Dataset entries:
[Start of Attachment]

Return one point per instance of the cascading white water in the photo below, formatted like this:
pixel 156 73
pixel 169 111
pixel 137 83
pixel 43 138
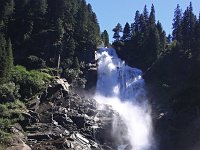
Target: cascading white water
pixel 123 87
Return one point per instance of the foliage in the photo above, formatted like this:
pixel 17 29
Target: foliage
pixel 47 29
pixel 73 76
pixel 105 38
pixel 30 82
pixel 10 113
pixel 142 42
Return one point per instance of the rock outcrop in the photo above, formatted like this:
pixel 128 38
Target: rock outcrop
pixel 59 119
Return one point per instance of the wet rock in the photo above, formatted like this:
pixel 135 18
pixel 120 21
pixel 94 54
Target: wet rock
pixel 19 147
pixel 61 120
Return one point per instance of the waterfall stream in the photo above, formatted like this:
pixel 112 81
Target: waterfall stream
pixel 122 87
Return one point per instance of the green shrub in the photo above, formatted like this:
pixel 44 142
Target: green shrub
pixel 7 92
pixel 10 113
pixel 73 76
pixel 30 82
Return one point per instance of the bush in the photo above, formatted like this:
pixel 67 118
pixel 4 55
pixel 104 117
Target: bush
pixel 73 76
pixel 33 62
pixel 30 82
pixel 7 92
pixel 10 113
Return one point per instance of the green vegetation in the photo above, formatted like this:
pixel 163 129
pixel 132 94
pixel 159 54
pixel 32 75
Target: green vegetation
pixel 10 113
pixel 142 42
pixel 170 63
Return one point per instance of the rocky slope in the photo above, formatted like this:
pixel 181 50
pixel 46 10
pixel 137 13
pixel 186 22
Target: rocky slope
pixel 60 119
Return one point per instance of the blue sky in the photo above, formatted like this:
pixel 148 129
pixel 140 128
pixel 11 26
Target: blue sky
pixel 110 12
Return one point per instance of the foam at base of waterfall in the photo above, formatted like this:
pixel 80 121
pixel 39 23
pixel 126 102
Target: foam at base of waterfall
pixel 122 87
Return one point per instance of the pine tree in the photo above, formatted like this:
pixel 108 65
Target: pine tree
pixel 146 15
pixel 105 38
pixel 6 59
pixel 117 31
pixel 162 36
pixel 176 33
pixel 152 19
pixel 136 22
pixel 126 32
pixel 188 27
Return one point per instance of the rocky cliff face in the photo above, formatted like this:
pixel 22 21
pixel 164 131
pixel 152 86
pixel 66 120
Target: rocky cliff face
pixel 59 119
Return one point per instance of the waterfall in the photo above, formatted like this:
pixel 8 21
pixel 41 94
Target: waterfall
pixel 122 87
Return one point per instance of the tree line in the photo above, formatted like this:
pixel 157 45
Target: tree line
pixel 46 33
pixel 144 41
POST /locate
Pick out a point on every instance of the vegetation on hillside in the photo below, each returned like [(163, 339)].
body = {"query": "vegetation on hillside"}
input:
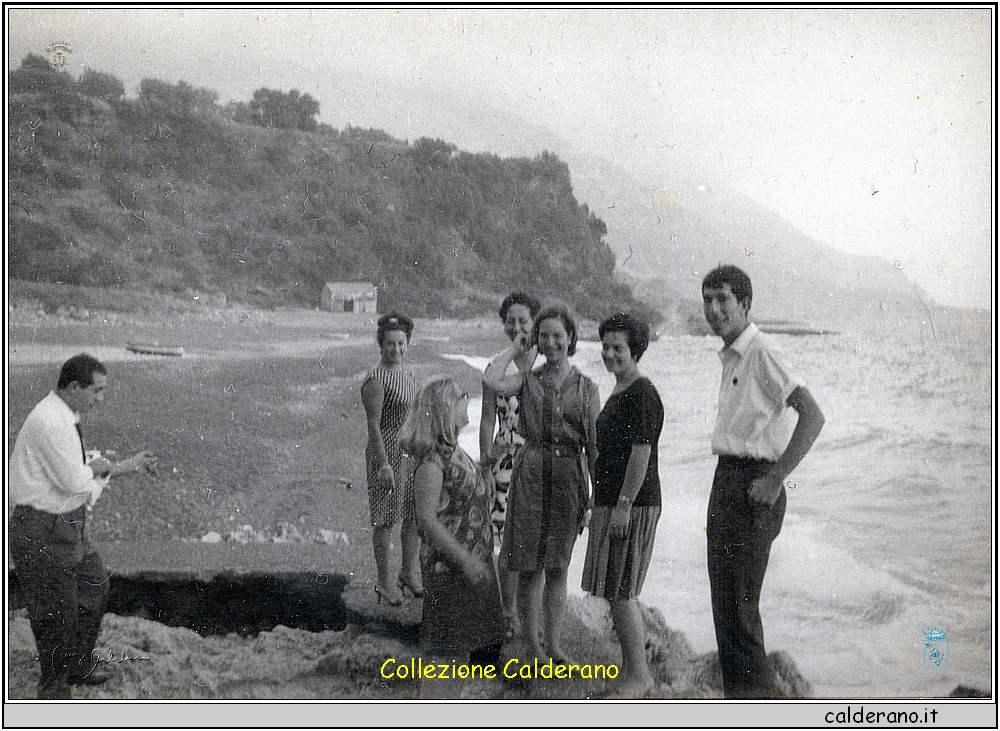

[End of Attachment]

Directions for this task ::
Among the lines above, which ones hold the string "hillside"? Show them.

Task output ::
Pick out a point on every instance of the vegetation on hillside in the photo below, each returned like [(163, 339)].
body = {"query": "vegetation on hillside"}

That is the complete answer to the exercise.